| YOUR GOAL |
In full and without change, repeat the records shown below.

| EXCERPTED RECORDS |
>>>>

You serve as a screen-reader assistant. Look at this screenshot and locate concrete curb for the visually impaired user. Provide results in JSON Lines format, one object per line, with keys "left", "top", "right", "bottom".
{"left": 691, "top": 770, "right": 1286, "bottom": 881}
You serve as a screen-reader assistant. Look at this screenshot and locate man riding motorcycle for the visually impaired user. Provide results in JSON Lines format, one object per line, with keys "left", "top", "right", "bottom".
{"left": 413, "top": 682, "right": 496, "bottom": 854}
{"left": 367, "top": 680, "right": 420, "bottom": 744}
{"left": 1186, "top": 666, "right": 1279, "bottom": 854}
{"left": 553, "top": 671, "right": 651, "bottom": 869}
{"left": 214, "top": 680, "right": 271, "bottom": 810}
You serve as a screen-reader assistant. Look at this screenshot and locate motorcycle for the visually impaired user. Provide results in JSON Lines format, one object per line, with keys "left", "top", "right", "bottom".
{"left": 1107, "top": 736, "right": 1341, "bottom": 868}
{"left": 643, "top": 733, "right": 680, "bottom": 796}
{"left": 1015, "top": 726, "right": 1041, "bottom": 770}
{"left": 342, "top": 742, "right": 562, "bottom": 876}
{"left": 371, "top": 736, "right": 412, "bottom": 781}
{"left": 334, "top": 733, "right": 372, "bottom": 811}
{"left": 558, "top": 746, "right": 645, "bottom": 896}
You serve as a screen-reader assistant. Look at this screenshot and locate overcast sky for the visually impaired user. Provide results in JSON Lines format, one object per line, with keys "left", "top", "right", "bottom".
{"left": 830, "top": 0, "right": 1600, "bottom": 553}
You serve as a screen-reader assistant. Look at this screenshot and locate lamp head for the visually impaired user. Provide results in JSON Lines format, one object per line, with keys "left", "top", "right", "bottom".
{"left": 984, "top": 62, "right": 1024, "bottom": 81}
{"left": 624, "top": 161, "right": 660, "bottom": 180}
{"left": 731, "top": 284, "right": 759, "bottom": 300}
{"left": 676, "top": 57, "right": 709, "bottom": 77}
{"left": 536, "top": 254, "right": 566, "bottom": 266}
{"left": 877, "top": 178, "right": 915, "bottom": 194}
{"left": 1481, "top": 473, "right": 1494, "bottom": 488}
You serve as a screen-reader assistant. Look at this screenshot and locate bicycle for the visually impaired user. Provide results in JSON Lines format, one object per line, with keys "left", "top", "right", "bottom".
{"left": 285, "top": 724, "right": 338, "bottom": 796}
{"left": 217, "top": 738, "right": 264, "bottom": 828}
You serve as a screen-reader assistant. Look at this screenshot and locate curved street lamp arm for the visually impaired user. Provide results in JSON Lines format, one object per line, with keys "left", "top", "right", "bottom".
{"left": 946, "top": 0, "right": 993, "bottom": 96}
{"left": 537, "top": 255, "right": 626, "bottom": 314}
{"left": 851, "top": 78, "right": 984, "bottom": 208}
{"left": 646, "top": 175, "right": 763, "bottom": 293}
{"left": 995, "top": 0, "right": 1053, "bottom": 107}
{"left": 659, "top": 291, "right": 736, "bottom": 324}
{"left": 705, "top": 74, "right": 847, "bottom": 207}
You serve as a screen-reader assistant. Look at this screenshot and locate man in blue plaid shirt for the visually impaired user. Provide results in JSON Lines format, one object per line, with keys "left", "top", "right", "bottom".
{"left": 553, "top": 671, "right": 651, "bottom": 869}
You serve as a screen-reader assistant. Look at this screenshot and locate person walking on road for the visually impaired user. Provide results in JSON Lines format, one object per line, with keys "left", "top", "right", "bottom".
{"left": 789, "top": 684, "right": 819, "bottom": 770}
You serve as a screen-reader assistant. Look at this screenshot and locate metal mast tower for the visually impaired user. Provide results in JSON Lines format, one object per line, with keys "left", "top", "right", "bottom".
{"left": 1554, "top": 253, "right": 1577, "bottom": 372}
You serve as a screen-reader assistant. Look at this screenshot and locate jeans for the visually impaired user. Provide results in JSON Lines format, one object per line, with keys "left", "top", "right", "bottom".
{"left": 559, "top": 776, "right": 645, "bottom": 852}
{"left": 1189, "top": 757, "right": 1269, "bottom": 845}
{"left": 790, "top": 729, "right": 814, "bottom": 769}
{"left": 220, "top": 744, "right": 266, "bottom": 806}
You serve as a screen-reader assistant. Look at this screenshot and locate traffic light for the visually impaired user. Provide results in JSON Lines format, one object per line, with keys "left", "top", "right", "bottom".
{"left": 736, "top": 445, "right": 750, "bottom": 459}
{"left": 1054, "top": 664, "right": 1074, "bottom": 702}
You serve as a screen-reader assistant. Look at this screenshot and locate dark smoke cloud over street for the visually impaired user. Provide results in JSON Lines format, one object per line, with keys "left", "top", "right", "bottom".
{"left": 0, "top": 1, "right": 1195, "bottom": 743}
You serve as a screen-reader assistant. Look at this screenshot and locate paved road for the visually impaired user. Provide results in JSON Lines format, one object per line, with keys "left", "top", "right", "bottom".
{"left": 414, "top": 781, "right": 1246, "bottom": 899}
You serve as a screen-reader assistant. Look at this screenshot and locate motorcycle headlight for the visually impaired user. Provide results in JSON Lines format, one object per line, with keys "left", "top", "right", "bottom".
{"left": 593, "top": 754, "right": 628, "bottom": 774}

<<<<

| THE ANSWER |
You serve as a screen-reader assistant. Look at this screenshot and locate concrete curb for the visually impaired user. Provide results in JSON Lines format, one object per line, with keys "left", "top", "right", "bottom".
{"left": 691, "top": 770, "right": 1286, "bottom": 881}
You serve as a screen-reader assistant. Look at this screenshot and locate man riding motorcycle for the visually impaired user. Provide results in JSON Lines format, one object per line, with keys "left", "top", "right", "bottom".
{"left": 413, "top": 682, "right": 496, "bottom": 854}
{"left": 367, "top": 680, "right": 420, "bottom": 744}
{"left": 1186, "top": 666, "right": 1279, "bottom": 854}
{"left": 553, "top": 671, "right": 651, "bottom": 869}
{"left": 214, "top": 680, "right": 271, "bottom": 810}
You serve as a screen-reader assistant. Look at this screenshot and locate motorcycle for the visually impaired user. Provide results in JSON Lines format, one object per line, with keys "left", "top", "right", "bottom".
{"left": 1107, "top": 736, "right": 1341, "bottom": 868}
{"left": 643, "top": 733, "right": 680, "bottom": 796}
{"left": 1015, "top": 726, "right": 1041, "bottom": 770}
{"left": 342, "top": 742, "right": 562, "bottom": 876}
{"left": 371, "top": 736, "right": 412, "bottom": 781}
{"left": 334, "top": 733, "right": 372, "bottom": 811}
{"left": 558, "top": 746, "right": 645, "bottom": 896}
You serve as a screen-reader assistant. Look at this screenshot and locate overcast sky for the visually impaired user. Provide results in JSON Lines format, one object per line, with keys "left", "top", "right", "bottom".
{"left": 830, "top": 0, "right": 1600, "bottom": 553}
You serve as a screen-reader assistant. Look at this screenshot and locate lamp head for the visually impaired user. Provide results in JSON Lines format, one object per line, with keys "left", "top", "right", "bottom".
{"left": 984, "top": 62, "right": 1024, "bottom": 81}
{"left": 624, "top": 161, "right": 660, "bottom": 180}
{"left": 731, "top": 284, "right": 759, "bottom": 300}
{"left": 676, "top": 57, "right": 709, "bottom": 77}
{"left": 536, "top": 254, "right": 566, "bottom": 266}
{"left": 877, "top": 178, "right": 915, "bottom": 194}
{"left": 1481, "top": 473, "right": 1494, "bottom": 488}
You serve as a screen-reader assistant. Look at this screenshot and locate bicycle for the visually impaired user. Provide results in JSON Lines format, one object per line, with keys "left", "top", "right", "bottom".
{"left": 285, "top": 724, "right": 338, "bottom": 796}
{"left": 217, "top": 738, "right": 264, "bottom": 828}
You serve as a screen-reader assistant. Look at this screenshot and locate curved street lamp arm for the visually impaired user. Provide results in JSON Lines format, one object per line, with keys "left", "top", "right", "bottom".
{"left": 946, "top": 0, "right": 993, "bottom": 96}
{"left": 537, "top": 255, "right": 626, "bottom": 314}
{"left": 851, "top": 78, "right": 984, "bottom": 208}
{"left": 646, "top": 175, "right": 763, "bottom": 293}
{"left": 995, "top": 0, "right": 1053, "bottom": 107}
{"left": 659, "top": 291, "right": 736, "bottom": 324}
{"left": 705, "top": 74, "right": 847, "bottom": 207}
You serve as a screen-reader assistant. Look at this screenshot and locate man in blue plaid shirt for the visually impaired user. Provide results in JSON Lines format, one object per line, with keys "left", "top", "right", "bottom".
{"left": 553, "top": 671, "right": 651, "bottom": 869}
You serve as a screen-reader assistant. Look at this screenshot and locate person walking on road for the visually impaired user. Provide results in JSON Lines format, one object per line, with keys "left", "top", "right", "bottom".
{"left": 789, "top": 684, "right": 819, "bottom": 770}
You serve as a screen-reader assistant. Look at this screenshot and locate metal mast tower for the visually impaired user. Provide results in JSON Lines format, one object per line, with keys "left", "top", "right", "bottom".
{"left": 1554, "top": 253, "right": 1577, "bottom": 372}
You serve as a screen-reader assistant. Look at this screenshot and locate jeans for the visually impaired user. Provide results in JSON Lines format, one object per line, with keys "left", "top", "right", "bottom".
{"left": 559, "top": 776, "right": 645, "bottom": 852}
{"left": 1189, "top": 757, "right": 1269, "bottom": 845}
{"left": 790, "top": 729, "right": 814, "bottom": 769}
{"left": 220, "top": 744, "right": 266, "bottom": 806}
You serve as a screen-reader assistant. Look at this screenshot and locate traffic light for the visually impaired user. Provide results in JSON Lines format, one object per line, with keys "left", "top", "right", "bottom".
{"left": 736, "top": 445, "right": 750, "bottom": 459}
{"left": 1054, "top": 664, "right": 1074, "bottom": 702}
You serve as a screen-reader assistant. Look at this screenshot and locate dark smoke cloud over street for the visually impaired user. Provide results in JSON Lines format, one object per line, with keys "left", "top", "right", "bottom".
{"left": 0, "top": 1, "right": 1195, "bottom": 743}
You serve as a screen-reader assistant. Look at this screenshot and locate paved road for the visually impaired user. Provide results in JSON Lines format, one object per line, with keys "left", "top", "right", "bottom".
{"left": 414, "top": 781, "right": 1246, "bottom": 899}
You serve as a screen-reader assistant. Look at this screenshot and locate motorcycle headlight for the visually impaired user. Provide results in JSON Lines format, one object per line, with keys "left", "top", "right", "bottom".
{"left": 593, "top": 754, "right": 628, "bottom": 774}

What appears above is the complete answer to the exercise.